-- DOCUMENT --

*-*-*

J’ai adoré la façon dont le film s’est débarrassé de ce qui avait pu gêner dans le précédent, sans toutefois le nier. Il tourne gentiment en dérision ses propres travers et les assume. Le travelling sur le sabre des Skywalker avait été critiqué et la façon dont ils ont réussi à en quelque sorte, désacraliser le sacré – sans pour autant se montrer irrespectueux – a été un clin d’œil bienvenue. Cet opus entre en connivence et se dévoile doucement, par couches successives. Il est visuellement magnifique, avec des images soignées et un intéressant traitement des couleurs et principalement des contrastes – le 7 se portait sur quelque chose d’assez monochrome et de sombre, quand le 8 met en avant le blanc et le rouge.
Les jeux d’acteurs, en subtilité, sont en parfait accord avec le film, qui, en plus de porter la trace de ses prédécesseurs – dans sa structure comme dans des parallèles intéressants – a quelque chose de Georges Lucas. Les thèmes qui lui sont chers y ressortent particulièrement, liant définitivement la trilogie avec les prequels et maintenant sequels. Le travail, basé sur les croquis et idées du créateur originel de la saga, s’y veut vraiment fidèle et respecte son univers.
Parce qu’au final, Star Wars, qu’est-ce que c’est ? Il s’agit du récit d’une famille, les Skywalker, prit dans une guerre galactique.. mais pas que. C’est aussi et surtout une histoire d’amour, un savant mélange entre les mythes et les codes des contes de fée, un très beau travail métaphorique et visuel. Il y est question d’identité, de se constituer hors de la sphère familiale – ou de s’en constituer une, de s’assumer et de s’épanouir. Chaque trilogie va vers une maturation, en tant que récit initiatique – à tendance hyperbolique – destiné à aider tout à chacun à trouver – ou à se forger – sa place.
L’univers autour est très riche, assez pour être approfondi, et va vers une sagesse commune. Quand il est évident que la tyrannie et que le « coté obscur » n’est pas une solution profitable, les sequels vont plus loin : vers l’équilibre. Les rôles types sont renversés : même en temps de guerre, que penser d’un héro montré plus meurtrier que l’antagoniste ? Les Jedi ne sont plus forcément des héros, chacun peut l’être. Il n’y a plus besoin d’être « spécial », de venir d’une certaine lignée pour pouvoir changer les choses. La jeunesse trop fougueuse apprend la sagesse et la patience, à faire confiance, en soit. L’erreur y porte aussi une place fondamentale, bien que pas nouvelle : les trilogies comportent plusieurs moments où l’intrigue ne bénéficie pas des efforts des personnages. Nous pouvons échouer, causer des dommages, mais la saga se veut optimiste : on ne peut pas forcément parvenir à nos fins du premier coup, il faut de la volonté, de l’entraînement, parfois et surtout de la solidarité.
L’arrogance est montrée pour ce quelle est : un prodigieux défaut qui peut se montrer fatal et toucher n’importe qui, y compris les Jedi.

*-*-*

-- DONNÉES PRÉSENTÉES --
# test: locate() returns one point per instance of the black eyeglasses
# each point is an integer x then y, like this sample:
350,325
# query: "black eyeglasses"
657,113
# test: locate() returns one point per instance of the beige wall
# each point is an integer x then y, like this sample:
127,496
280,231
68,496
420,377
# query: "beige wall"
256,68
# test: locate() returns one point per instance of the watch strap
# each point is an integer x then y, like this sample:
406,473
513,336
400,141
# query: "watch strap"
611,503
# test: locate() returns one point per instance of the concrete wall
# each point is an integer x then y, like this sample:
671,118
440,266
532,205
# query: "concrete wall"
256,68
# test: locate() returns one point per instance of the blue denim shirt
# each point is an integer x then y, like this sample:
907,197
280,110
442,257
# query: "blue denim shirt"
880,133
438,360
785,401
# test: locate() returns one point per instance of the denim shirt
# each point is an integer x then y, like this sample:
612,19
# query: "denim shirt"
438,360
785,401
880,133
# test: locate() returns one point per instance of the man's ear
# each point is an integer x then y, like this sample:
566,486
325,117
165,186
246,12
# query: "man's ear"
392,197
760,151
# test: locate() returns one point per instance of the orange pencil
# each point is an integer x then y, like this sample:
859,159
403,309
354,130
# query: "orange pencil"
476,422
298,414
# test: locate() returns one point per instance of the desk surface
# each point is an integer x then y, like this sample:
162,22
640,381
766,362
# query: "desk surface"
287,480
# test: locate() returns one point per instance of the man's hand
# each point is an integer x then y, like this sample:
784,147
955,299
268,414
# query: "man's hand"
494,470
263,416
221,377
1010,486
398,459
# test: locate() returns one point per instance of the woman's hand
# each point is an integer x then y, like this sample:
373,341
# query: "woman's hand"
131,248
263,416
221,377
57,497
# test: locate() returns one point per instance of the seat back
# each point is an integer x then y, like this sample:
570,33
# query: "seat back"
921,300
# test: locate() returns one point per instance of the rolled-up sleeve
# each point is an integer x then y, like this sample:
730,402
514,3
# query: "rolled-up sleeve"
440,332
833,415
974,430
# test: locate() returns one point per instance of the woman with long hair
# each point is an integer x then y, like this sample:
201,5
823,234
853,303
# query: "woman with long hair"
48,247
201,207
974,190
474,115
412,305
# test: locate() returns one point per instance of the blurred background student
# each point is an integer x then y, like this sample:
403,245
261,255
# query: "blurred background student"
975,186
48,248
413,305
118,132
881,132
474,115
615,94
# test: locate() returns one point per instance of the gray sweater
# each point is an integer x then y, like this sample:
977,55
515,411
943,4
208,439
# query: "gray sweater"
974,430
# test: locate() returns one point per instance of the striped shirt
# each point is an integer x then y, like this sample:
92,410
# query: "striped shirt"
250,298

*-*-*

-- CONSIGNE 1 --
Recopiez à l'identique les enregistrements, en commençant à la ligne qui contient « # test: locate() returns one point per instance of the desk » et en terminant à la fin des enregistrements, ces deux bornes incluses.
-- CONSIGNE 2 --
Donnez la suite de la critique sur Star Wars, à partir de sa dernière phrase.

-- RÉSULTAT ATTENDU 1 --
# test: locate() returns one point per instance of the desk surface
# each point is an integer x then y, like this sample:
162,22
640,381
766,362
# query: "desk surface"
287,480
# test: locate() returns one point per instance of the man's hand
# each point is an integer x then y, like this sample:
784,147
955,299
268,414
# query: "man's hand"
494,470
263,416
221,377
1010,486
398,459
# test: locate() returns one point per instance of the woman's hand
# each point is an integer x then y, like this sample:
373,341
# query: "woman's hand"
131,248
263,416
221,377
57,497
# test: locate() returns one point per instance of the seat back
# each point is an integer x then y, like this sample:
570,33
# query: "seat back"
921,300
# test: locate() returns one point per instance of the rolled-up sleeve
# each point is an integer x then y, like this sample:
730,402
514,3
# query: "rolled-up sleeve"
440,332
833,415
974,430
# test: locate() returns one point per instance of the woman with long hair
# each point is an integer x then y, like this sample:
201,5
823,234
853,303
# query: "woman with long hair"
48,247
201,207
974,190
474,115
412,305
# test: locate() returns one point per instance of the blurred background student
# each point is an integer x then y, like this sample:
403,245
261,255
# query: "blurred background student"
975,186
48,248
413,305
118,132
881,132
474,115
615,94
# test: locate() returns one point per instance of the gray sweater
# each point is an integer x then y, like this sample:
977,55
515,411
943,4
208,439
# query: "gray sweater"
974,430
# test: locate() returns one point per instance of the striped shirt
# each point is an integer x then y, like this sample:
92,410
# query: "striped shirt"
250,298

-- RÉSULTAT ATTENDU 2 --
Il est question de se libérer de ses peurs pour faire face au présent, d’accepter ce qui a été, sans pour autant oublier.
J’aime tout particulièrement ce qui nous est révélé concernant la Force. Quand le principe restait finalement assez mystérieux, il devient plus clair et surtout plus égalitaire : elle n’appartient à personne, est présente en tous et partout. Tout le monde n’y est pas forcément sensible, ou pas de la même manière, mais elle n’est plus réservée à une élite ou à une poignée d’élus. Plus important encore, elle est dotée d’une volonté propre, cherche activement l’harmonie et la paix. Autant dire que ni les Jedi ni les Sith ne vont dans ce sens. Ce huitième film entre dans le gris, dans un entre-deux plus que bienvenue : c’est la fin des dogmes et des conflits pour un véritable équilibre. La Force se régule, se développe d’elle-même.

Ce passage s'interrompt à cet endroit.